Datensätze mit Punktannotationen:
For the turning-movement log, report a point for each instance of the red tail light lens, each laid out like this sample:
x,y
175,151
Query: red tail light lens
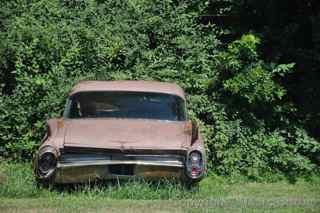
x,y
195,165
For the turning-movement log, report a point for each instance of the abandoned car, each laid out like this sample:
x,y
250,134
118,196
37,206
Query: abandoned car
x,y
122,129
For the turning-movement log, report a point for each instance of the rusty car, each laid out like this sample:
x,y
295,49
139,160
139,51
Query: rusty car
x,y
122,129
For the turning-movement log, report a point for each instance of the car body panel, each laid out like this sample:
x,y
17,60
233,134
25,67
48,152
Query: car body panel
x,y
88,149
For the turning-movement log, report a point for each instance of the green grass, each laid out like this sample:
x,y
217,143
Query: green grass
x,y
19,193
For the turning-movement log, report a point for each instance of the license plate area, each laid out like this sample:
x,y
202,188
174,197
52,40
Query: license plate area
x,y
121,169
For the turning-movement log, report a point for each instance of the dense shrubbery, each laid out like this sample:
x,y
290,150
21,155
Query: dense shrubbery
x,y
48,46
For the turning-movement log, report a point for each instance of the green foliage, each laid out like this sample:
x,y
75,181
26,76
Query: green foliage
x,y
48,46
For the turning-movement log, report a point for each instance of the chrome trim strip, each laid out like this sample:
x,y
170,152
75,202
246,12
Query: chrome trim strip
x,y
172,163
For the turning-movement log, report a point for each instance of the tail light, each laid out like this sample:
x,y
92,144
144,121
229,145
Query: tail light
x,y
195,164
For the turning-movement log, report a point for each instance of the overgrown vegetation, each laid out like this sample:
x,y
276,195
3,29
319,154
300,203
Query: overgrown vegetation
x,y
19,193
251,126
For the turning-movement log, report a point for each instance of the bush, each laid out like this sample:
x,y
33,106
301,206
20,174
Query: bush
x,y
47,47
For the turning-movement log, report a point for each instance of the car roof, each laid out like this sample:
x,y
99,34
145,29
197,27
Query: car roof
x,y
128,86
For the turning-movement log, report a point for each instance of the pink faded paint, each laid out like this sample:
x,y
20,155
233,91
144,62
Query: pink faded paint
x,y
126,134
132,86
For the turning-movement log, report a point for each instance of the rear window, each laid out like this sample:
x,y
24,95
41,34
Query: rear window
x,y
134,105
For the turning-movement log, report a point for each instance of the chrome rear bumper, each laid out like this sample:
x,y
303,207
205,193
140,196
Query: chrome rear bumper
x,y
77,168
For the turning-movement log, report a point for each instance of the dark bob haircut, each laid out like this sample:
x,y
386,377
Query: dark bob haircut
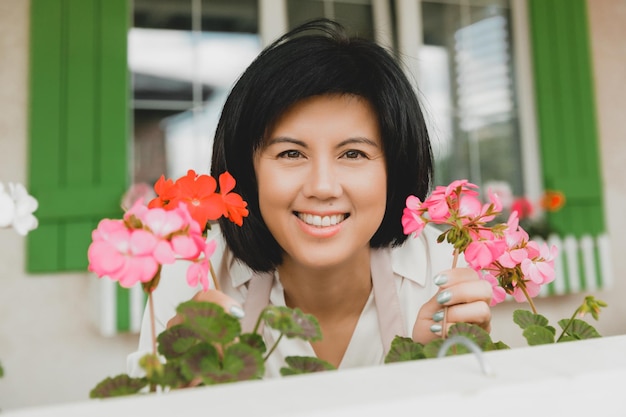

*Aufgabenstellung*: Stelle die Zeilen oben als Markdown-Tabelle dar, mit der Spalte „Nr.“ für die laufende Nummer und der Spalte „Zeile“ für den Text, und lass dabei Leerzeilen weg. Die Bilder gehören nicht in die Antwort.

*Vollständige Antwort*:
| Nr. | Zeile |
|---|---|
| 1 | For the turning-movement log, report a point for each instance of the red tail light lens, each laid out like this sample: |
| 2 | x,y |
| 3 | 175,151 |
| 4 | Query: red tail light lens |
| 5 | x,y |
| 6 | 195,165 |
| 7 | For the turning-movement log, report a point for each instance of the abandoned car, each laid out like this sample: |
| 8 | x,y |
| 9 | 250,134 |
| 10 | 118,196 |
| 11 | 37,206 |
| 12 | Query: abandoned car |
| 13 | x,y |
| 14 | 122,129 |
| 15 | For the turning-movement log, report a point for each instance of the rusty car, each laid out like this sample: |
| 16 | x,y |
| 17 | 295,49 |
| 18 | 139,160 |
| 19 | 139,51 |
| 20 | Query: rusty car |
| 21 | x,y |
| 22 | 122,129 |
| 23 | For the turning-movement log, report a point for each instance of the car body panel, each laid out like this sample: |
| 24 | x,y |
| 25 | 17,60 |
| 26 | 233,134 |
| 27 | 25,67 |
| 28 | 48,152 |
| 29 | Query: car body panel |
| 30 | x,y |
| 31 | 88,149 |
| 32 | For the turning-movement log, report a point for each instance of the green grass, each laid out like this sample: |
| 33 | x,y |
| 34 | 217,143 |
| 35 | Query: green grass |
| 36 | x,y |
| 37 | 19,193 |
| 38 | For the turning-movement log, report a point for each instance of the license plate area, each laid out like this sample: |
| 39 | x,y |
| 40 | 202,188 |
| 41 | 174,197 |
| 42 | 52,40 |
| 43 | Query: license plate area |
| 44 | x,y |
| 45 | 121,169 |
| 46 | For the turning-movement log, report a point for each instance of the dense shrubbery, each laid out like this sample: |
| 47 | x,y |
| 48 | 290,150 |
| 49 | 21,155 |
| 50 | Query: dense shrubbery |
| 51 | x,y |
| 52 | 48,46 |
| 53 | For the turning-movement log, report a point for each instance of the green foliage, each laid out like this sample: |
| 54 | x,y |
| 55 | 75,181 |
| 56 | 26,76 |
| 57 | Query: green foliage |
| 58 | x,y |
| 59 | 48,46 |
| 60 | For the turning-movement log, report a point for each instance of the chrome trim strip, each laid out like this sample: |
| 61 | x,y |
| 62 | 170,152 |
| 63 | 75,202 |
| 64 | 246,12 |
| 65 | Query: chrome trim strip |
| 66 | x,y |
| 67 | 172,163 |
| 68 | For the turning-movement log, report a point for each instance of the tail light, each laid out like this sample: |
| 69 | x,y |
| 70 | 92,144 |
| 71 | 144,121 |
| 72 | 229,145 |
| 73 | Query: tail light |
| 74 | x,y |
| 75 | 195,164 |
| 76 | For the turning-movement log, report a point for each instance of the overgrown vegetation, each laid out like this sample: |
| 77 | x,y |
| 78 | 276,195 |
| 79 | 3,29 |
| 80 | 319,154 |
| 81 | 300,203 |
| 82 | Query: overgrown vegetation |
| 83 | x,y |
| 84 | 19,193 |
| 85 | 251,126 |
| 86 | For the turning-movement log, report a point for each instance of the bush, each laid out like this sample: |
| 87 | x,y |
| 88 | 33,106 |
| 89 | 301,206 |
| 90 | 20,174 |
| 91 | Query: bush |
| 92 | x,y |
| 93 | 47,47 |
| 94 | For the turning-movement log, report a point for each instance of the car roof, each laid out like this sample: |
| 95 | x,y |
| 96 | 99,34 |
| 97 | 145,29 |
| 98 | 197,27 |
| 99 | Query: car roof |
| 100 | x,y |
| 101 | 128,86 |
| 102 | For the turning-movement log, report a point for each instance of the pink faded paint, each laid out like this sample: |
| 103 | x,y |
| 104 | 20,155 |
| 105 | 233,91 |
| 106 | 144,62 |
| 107 | Query: pink faded paint |
| 108 | x,y |
| 109 | 126,134 |
| 110 | 132,86 |
| 111 | For the turning-movement log, report a point for each instance of the rear window, each laid out like this sample: |
| 112 | x,y |
| 113 | 24,95 |
| 114 | 41,34 |
| 115 | Query: rear window |
| 116 | x,y |
| 117 | 134,105 |
| 118 | For the turning-movement log, report a point for each instance of the chrome rear bumper, each laid out like this sample: |
| 119 | x,y |
| 120 | 303,207 |
| 121 | 205,193 |
| 122 | 140,196 |
| 123 | Query: chrome rear bumper |
| 124 | x,y |
| 125 | 77,168 |
| 126 | For the turning-movement log, report a point for each instance of the dark bob haircut, each laid out like this sample: |
| 127 | x,y |
| 128 | 386,377 |
| 129 | Query: dark bob haircut |